Rewrite the stretch of the data from the line containing "I would be grateful if you could tag the distant" through the end of the data as a Markdown table. Use the columns n and Line, with one numbered row per line and no rows for blank lines.

==== Task data ====

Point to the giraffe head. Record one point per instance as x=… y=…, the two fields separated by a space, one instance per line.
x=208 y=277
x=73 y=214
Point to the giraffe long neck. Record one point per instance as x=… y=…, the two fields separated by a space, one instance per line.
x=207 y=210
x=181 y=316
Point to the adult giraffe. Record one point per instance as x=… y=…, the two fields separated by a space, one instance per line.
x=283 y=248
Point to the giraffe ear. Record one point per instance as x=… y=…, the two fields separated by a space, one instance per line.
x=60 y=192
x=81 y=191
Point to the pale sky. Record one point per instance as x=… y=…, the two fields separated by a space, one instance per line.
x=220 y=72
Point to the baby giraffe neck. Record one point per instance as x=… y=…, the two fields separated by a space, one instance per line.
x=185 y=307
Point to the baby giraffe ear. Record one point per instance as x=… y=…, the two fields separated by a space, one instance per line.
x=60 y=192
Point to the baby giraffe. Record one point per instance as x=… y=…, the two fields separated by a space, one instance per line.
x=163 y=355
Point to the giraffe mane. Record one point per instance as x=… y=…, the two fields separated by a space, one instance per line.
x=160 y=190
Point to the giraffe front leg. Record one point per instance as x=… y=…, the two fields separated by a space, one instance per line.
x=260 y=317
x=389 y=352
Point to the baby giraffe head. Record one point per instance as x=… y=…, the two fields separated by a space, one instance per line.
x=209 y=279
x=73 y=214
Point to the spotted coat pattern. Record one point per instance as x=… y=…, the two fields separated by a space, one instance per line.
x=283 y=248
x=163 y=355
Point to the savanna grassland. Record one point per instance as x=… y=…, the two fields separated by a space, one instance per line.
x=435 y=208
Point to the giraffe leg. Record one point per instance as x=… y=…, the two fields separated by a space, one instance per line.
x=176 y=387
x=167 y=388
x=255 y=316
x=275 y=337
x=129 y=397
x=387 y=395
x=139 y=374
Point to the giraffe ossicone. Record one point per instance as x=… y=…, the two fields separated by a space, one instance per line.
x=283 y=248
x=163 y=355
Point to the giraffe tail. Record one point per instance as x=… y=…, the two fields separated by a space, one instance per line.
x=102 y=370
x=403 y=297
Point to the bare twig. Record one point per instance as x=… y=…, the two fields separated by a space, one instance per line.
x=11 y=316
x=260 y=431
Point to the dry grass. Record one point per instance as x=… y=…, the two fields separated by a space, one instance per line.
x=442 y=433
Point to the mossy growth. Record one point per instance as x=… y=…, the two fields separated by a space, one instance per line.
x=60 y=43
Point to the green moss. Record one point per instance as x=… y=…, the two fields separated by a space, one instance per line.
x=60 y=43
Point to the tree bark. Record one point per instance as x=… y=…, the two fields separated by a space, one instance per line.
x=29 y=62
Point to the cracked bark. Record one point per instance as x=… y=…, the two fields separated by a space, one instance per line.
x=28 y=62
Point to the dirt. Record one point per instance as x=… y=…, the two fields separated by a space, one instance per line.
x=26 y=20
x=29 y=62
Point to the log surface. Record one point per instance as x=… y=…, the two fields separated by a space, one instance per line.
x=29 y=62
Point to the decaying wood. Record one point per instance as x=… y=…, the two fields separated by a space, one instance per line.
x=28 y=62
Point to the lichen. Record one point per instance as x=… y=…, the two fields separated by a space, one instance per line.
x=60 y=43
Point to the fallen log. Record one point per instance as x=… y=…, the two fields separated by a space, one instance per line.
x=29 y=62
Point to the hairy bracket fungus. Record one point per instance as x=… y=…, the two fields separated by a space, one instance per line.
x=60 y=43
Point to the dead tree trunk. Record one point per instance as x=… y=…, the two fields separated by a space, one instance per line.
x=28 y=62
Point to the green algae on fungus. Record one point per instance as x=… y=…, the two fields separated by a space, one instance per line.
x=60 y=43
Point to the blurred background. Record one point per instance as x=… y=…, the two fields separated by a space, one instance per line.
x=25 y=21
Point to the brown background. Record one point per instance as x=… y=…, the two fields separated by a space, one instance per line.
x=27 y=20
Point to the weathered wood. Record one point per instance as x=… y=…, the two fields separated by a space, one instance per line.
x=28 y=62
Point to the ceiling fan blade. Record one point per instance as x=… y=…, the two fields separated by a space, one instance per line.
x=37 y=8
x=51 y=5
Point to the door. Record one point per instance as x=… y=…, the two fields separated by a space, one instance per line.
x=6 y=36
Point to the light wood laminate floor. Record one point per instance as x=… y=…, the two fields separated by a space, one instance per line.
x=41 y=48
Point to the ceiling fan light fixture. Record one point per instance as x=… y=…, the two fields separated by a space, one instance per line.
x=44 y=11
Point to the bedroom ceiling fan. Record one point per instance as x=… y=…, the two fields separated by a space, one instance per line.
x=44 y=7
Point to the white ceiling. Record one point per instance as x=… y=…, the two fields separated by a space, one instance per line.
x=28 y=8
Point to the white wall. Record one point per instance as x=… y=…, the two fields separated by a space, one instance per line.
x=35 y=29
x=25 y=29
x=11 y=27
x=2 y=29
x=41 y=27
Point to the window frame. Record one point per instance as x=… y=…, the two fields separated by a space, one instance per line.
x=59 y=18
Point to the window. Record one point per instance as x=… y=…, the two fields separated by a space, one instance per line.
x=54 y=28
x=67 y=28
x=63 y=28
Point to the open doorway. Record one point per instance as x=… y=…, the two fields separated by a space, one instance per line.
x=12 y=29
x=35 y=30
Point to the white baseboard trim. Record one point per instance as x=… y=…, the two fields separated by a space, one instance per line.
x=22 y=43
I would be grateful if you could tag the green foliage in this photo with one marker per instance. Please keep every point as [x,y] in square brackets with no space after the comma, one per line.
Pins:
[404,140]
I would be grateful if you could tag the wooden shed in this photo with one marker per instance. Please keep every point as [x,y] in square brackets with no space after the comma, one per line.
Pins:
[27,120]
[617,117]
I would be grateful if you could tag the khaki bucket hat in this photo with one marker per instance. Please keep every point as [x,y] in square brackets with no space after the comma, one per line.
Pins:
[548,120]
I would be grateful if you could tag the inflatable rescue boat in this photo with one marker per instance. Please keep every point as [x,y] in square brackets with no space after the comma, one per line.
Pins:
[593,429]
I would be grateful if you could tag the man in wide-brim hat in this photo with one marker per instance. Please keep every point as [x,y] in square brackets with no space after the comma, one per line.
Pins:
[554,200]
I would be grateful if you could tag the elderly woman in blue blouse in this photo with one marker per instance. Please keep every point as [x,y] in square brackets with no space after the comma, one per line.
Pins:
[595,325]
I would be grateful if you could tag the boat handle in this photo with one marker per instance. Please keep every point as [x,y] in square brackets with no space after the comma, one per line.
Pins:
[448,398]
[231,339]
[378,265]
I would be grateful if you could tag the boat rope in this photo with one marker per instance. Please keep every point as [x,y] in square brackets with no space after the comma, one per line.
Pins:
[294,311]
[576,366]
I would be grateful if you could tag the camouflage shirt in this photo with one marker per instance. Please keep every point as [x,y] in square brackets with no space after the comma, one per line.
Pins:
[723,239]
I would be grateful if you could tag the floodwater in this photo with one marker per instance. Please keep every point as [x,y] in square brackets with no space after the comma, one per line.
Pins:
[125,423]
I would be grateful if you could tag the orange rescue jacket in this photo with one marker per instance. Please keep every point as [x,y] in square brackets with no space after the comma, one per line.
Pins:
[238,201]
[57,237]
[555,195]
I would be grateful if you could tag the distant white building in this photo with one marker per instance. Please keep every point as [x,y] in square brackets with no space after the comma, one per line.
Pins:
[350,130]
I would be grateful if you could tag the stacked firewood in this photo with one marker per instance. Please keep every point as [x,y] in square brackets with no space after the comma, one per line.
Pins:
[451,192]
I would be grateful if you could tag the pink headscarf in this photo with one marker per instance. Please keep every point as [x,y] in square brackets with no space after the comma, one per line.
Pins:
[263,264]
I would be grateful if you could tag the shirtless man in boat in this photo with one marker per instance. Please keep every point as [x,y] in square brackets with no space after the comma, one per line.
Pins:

====

* _Solution to the exercise_
| n | Line |
|---|---|
| 1 | I would be grateful if you could tag the distant white building in this photo with one marker per instance. Please keep every point as [x,y] in square brackets with no space after the comma, one per line. |
| 2 | Pins: |
| 3 | [350,130] |
| 4 | I would be grateful if you could tag the stacked firewood in this photo with one marker per instance. Please keep every point as [x,y] in square brackets with no space after the comma, one per line. |
| 5 | Pins: |
| 6 | [451,192] |
| 7 | I would be grateful if you could tag the pink headscarf in this photo with one marker per instance. Please keep every point as [x,y] in square brackets with no space after the comma, one per line. |
| 8 | Pins: |
| 9 | [263,264] |
| 10 | I would be grateful if you could tag the shirtless man in boat in this photo with one marker per instance. Please keep every point as [x,y] in square brackets with no space after the comma, one per line. |
| 11 | Pins: |